Tomato yellow leaf curl virus (TYLCV) is a devastating pathogen of tomato that causes significant yield losses in many tropical and subtropical regions (2). In China, however, there has as yet been no report of this virus, although other begomoviruses have been reported infecting tomato (1,3). A yellow mosaic disease was observed on tomato with 90% disease incidence during March 2006 in fields of Sunqiao, Shanghai Province, China. Triple-antibody sandwich enzyme-linked immunosorbent assay (TAS-ELISA) tests indicated that tomato plants were not infected by Tomato mosaic virus or Cucumber mosaic virus. Tomato plants were found to be infested with Bemisia tabaci, suggesting a begomovirus etiology. The disease agent was transmitted to tomato by whiteflies and produced yellow mosaic and stunting symptoms that were identical to those observed in the field. Total DNA was isolated from eight collected leaf samples. Polymerase chain reaction (PCR) was performed with begomovirus degenerate primers PA and PB (3), and an amplicon of the expected size (~500 bp) was obtained in all eight samples but not from healthy leaf samples. The PCR products from two samples (SH1 and SH2) were cloned and sequenced. All residues in the sequences were confirmed by comparison of duplicate clones. Alignment of the sequences showed that they shared 97.4% nucleotide sequence identity (GenBank Accession No. AM282874--75), suggesting that they were infected by an identical virus. Overlapping primers Full/F (5′-AGCCCAATACATTGGGCC ACGA-3′) and Full/R (5′-CGTAAGTTTCCTCAACGGACTGC-3′) were then designed to amplify the full length DNA-A of SH2. The sequence was determined to be 2,781 nucleotides long (GenBank Accession No. AM282874). A comparison with other begomoviruses shows SH2 DNA-A has the highest nucleotide sequence identity (99.8%) with TYLCV isolate Tosa from Japan (GenBank Accession No. AB192966). The above results indicate that the virus associated with yellow mosaic disease of tomato in Shanghai is an isolate of TYLCV. To our knowledge, this is the first report of TYLCV in China and the first report of a begomovirus in Shanghai.

References: (1) X. F. Cui et al. J. Virol. 78:13966, 2004. (2) E. Moriones and J. Navas-Castillo. Virus Res. 71:123, 2000. (3) Z. H. Li et al. Arch. Virol. 149:1721, 2004.

EXERCISE DATA:
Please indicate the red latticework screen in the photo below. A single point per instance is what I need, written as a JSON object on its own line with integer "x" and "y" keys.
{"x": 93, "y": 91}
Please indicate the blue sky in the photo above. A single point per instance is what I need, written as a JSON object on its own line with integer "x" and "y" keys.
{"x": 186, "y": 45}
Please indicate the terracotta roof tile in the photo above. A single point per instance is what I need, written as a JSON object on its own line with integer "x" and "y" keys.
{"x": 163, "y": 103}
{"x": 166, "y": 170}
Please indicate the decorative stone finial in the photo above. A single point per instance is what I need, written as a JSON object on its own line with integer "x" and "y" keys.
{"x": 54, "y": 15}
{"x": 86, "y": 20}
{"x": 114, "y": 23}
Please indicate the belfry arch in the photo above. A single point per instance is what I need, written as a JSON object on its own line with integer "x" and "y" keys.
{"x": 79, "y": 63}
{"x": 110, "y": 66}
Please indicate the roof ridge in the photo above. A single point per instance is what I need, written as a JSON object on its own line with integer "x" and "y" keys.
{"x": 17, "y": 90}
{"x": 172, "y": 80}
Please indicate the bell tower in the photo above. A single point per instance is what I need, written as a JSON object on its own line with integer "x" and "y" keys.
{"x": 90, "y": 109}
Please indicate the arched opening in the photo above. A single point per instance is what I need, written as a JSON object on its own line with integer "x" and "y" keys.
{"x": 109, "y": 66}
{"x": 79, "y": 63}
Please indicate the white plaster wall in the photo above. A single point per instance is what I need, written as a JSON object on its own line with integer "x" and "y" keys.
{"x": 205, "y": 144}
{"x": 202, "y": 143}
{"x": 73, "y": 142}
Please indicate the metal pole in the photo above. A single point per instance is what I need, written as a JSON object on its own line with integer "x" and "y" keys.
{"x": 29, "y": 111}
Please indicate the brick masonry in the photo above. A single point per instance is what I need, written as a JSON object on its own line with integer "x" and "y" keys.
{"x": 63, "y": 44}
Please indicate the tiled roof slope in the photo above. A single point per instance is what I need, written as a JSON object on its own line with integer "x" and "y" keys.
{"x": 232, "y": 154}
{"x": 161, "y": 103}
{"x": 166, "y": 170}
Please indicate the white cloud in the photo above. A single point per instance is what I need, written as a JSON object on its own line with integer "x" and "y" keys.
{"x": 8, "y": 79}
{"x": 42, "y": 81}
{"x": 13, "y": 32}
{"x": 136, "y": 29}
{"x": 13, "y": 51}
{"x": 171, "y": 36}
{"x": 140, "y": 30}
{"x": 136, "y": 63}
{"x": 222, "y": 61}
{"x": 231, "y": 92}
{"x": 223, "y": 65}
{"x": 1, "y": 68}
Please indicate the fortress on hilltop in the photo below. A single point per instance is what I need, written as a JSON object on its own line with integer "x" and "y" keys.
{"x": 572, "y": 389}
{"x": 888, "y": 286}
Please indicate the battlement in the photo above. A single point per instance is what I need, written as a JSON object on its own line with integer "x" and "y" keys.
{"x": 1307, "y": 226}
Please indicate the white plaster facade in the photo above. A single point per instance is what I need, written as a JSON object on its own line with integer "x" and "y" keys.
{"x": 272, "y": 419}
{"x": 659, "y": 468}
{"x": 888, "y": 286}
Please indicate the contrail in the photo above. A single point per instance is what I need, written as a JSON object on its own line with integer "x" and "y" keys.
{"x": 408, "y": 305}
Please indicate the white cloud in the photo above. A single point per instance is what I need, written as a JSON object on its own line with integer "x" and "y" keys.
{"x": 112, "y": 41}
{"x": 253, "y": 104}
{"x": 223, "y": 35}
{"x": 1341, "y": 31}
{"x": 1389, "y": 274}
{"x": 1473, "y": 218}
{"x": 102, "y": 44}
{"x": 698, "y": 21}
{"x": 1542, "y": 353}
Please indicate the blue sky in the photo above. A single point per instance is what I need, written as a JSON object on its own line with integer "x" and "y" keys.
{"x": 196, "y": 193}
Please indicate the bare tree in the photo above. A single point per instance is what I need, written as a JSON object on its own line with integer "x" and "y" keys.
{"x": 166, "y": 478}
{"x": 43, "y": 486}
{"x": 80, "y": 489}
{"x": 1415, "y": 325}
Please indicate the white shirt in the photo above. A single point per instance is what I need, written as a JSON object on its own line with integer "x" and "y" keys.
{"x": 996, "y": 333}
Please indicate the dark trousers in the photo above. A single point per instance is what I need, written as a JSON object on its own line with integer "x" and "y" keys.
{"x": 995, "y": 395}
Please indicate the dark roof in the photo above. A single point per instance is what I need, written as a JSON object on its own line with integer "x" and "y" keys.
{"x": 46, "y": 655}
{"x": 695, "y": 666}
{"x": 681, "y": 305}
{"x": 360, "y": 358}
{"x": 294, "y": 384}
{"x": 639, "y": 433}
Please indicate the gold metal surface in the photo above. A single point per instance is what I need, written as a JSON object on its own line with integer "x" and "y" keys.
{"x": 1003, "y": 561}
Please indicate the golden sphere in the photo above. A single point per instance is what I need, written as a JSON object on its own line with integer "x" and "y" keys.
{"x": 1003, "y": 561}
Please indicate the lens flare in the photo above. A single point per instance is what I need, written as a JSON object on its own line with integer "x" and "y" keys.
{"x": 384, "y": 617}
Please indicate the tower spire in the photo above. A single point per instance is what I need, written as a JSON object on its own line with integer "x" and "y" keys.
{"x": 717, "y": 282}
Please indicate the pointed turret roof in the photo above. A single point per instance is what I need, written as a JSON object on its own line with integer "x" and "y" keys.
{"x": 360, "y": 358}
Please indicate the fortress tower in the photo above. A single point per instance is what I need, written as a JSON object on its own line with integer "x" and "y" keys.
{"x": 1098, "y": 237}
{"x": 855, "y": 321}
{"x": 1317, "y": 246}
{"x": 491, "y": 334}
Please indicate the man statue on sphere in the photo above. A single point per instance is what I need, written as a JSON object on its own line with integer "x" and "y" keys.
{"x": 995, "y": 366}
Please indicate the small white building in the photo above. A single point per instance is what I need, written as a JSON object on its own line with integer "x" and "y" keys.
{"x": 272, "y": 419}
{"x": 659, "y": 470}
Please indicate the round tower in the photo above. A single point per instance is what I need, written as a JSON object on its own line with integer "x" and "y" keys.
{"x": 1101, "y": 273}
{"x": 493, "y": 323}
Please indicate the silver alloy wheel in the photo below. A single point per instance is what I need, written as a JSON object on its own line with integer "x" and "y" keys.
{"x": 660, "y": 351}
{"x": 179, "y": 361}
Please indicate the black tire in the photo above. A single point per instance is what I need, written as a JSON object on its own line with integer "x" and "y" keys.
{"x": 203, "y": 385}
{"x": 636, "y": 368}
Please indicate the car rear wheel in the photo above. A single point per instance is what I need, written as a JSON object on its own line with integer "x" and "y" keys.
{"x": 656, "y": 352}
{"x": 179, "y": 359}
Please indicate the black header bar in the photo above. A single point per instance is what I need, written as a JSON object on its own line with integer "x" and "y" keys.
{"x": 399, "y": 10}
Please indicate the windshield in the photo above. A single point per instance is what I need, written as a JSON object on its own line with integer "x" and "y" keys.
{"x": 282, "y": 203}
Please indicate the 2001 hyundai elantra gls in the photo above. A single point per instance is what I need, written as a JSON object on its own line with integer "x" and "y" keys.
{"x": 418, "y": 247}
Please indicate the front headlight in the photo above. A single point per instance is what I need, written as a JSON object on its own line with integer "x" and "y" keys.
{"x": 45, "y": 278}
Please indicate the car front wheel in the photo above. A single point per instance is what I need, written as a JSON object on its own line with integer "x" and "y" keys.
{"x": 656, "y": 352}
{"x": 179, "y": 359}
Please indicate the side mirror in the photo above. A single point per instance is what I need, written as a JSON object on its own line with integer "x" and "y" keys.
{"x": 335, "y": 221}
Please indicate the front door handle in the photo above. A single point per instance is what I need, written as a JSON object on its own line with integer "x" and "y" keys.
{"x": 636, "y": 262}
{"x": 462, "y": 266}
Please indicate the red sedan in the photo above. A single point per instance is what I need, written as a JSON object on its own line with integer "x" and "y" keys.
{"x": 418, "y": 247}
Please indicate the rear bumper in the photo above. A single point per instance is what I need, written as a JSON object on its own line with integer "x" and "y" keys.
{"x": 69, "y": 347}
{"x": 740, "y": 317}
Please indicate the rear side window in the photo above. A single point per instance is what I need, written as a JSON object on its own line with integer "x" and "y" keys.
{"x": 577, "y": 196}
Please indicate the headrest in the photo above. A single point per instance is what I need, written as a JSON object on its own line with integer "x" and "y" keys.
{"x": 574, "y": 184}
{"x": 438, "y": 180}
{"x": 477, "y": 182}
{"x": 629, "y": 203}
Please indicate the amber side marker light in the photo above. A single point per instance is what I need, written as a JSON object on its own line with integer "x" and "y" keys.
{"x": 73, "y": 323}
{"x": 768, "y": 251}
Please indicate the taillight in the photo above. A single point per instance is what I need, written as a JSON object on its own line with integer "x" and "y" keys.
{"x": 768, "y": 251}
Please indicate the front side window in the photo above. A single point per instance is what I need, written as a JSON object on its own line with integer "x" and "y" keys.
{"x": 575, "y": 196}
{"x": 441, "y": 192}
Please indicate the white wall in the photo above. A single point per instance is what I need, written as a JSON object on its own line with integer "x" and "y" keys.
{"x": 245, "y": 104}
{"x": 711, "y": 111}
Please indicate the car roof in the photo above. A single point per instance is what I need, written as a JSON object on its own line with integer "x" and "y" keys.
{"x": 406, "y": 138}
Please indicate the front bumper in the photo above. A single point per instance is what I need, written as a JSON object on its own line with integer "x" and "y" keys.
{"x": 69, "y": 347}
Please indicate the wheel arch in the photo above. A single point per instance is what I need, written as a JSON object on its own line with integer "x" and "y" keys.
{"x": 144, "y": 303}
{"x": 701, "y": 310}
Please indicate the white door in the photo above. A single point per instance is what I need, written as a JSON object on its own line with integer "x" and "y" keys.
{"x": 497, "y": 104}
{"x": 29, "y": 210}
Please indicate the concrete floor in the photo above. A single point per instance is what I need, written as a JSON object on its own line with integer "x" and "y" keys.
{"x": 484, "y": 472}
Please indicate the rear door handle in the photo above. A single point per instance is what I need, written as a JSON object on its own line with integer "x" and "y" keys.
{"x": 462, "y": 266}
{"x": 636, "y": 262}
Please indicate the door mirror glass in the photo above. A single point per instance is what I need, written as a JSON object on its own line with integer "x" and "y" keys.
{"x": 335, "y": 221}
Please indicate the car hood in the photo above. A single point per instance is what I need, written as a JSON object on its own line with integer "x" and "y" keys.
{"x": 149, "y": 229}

EXERCISE SET:
A. In the report on tomato yellow leaf curl virus, rewrite the part that opens with the words containing "References: (1) X." and closes with "Virol. 149:1721, 2004.", substituting "Virus Research" for "Virus Res.".
B. According to the report on tomato yellow leaf curl virus, how long was the full-length DNA-A sequence of SH2?

TASK RESULTS:
A.
References: (1) X. F. Cui et al. J. Virol. 78:13966, 2004. (2) E. Moriones and J. Navas-Castillo. Virus Research 71:123, 2000. (3) Z. H. Li et al. Arch. Virol. 149:1721, 2004.

B. 2,781 nucleotides.